Data records

----------

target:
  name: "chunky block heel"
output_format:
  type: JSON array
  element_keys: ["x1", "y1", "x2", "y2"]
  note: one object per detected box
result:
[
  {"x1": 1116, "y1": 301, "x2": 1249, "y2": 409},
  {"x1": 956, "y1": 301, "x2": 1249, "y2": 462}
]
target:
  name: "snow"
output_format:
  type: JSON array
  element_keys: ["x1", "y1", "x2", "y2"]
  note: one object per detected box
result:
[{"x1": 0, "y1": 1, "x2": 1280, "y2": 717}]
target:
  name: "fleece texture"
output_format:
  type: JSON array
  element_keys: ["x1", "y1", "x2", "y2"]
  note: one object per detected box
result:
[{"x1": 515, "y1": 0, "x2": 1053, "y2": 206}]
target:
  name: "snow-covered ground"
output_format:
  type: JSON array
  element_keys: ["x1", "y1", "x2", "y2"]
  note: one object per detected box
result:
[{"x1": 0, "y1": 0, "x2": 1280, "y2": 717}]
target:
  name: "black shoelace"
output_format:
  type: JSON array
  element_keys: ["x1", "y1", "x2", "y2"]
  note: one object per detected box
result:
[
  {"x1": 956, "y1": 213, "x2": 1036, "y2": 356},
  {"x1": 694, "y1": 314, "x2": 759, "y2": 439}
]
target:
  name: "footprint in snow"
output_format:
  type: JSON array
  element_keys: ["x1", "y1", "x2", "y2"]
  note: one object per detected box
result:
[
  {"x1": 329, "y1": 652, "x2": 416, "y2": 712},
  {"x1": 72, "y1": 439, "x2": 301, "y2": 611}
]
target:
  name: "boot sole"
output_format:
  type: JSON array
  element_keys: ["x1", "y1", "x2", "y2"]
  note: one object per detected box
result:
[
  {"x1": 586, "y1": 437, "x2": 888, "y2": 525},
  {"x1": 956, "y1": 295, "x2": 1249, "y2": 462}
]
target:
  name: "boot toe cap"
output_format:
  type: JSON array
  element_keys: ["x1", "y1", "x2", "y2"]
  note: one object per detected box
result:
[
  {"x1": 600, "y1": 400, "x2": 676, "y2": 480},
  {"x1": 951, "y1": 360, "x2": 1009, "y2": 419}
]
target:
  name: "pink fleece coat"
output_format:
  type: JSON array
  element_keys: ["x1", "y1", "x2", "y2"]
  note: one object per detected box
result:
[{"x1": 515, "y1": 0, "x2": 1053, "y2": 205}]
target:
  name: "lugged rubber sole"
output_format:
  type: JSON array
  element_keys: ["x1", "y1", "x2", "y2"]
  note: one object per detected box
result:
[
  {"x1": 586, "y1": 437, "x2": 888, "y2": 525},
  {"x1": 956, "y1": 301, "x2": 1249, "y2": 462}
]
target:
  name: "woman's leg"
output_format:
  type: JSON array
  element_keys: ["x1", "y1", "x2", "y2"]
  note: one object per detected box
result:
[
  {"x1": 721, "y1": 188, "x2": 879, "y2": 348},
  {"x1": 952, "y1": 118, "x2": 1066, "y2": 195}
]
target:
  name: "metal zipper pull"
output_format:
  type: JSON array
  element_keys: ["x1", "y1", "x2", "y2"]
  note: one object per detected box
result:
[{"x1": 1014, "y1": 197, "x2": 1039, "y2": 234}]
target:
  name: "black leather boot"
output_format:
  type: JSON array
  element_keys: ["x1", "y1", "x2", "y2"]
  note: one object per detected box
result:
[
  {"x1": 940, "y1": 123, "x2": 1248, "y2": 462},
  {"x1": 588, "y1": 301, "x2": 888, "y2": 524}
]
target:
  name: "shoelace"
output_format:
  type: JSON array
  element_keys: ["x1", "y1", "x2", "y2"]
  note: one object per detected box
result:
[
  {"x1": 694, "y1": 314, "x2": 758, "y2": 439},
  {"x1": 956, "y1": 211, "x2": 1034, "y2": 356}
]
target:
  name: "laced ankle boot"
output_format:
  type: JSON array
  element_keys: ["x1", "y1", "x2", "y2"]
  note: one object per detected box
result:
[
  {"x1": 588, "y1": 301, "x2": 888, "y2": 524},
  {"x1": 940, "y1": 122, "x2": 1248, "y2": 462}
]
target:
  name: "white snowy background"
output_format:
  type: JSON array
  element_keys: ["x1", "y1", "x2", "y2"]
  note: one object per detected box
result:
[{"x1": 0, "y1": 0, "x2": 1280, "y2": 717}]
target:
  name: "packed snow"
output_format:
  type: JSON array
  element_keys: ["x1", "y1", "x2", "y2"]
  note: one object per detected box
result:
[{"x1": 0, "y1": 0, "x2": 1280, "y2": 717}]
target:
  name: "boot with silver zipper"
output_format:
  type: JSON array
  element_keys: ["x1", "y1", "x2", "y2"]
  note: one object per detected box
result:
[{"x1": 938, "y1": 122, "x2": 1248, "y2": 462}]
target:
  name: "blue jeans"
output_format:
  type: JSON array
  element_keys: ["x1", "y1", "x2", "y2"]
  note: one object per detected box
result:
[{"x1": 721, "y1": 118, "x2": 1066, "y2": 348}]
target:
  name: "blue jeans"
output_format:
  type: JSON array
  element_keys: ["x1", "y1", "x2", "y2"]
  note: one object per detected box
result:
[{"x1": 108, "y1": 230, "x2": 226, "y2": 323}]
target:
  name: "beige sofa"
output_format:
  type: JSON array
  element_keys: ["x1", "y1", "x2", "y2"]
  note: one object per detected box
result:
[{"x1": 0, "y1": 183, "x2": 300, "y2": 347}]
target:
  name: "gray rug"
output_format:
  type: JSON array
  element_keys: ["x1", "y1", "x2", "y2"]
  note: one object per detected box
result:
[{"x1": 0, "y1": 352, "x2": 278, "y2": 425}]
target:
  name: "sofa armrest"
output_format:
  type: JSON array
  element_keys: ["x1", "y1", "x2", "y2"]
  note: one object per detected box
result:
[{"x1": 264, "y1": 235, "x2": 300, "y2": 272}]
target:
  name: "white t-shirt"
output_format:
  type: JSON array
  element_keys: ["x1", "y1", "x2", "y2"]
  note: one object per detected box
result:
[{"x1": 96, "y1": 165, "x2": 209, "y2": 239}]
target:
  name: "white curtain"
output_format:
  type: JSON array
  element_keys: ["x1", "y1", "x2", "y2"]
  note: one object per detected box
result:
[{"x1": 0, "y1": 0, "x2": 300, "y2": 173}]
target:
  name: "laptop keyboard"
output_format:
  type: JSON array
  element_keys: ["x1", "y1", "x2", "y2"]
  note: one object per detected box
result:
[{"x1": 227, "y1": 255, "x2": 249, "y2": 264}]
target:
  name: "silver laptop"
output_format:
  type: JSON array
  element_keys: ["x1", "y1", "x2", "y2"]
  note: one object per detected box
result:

----------

Problem statement:
Filter the data above, keeping every line that contains the string "sole". Treat the match as case-sensitive.

Solution:
  name: "boot sole"
  name: "lugged rubber sole"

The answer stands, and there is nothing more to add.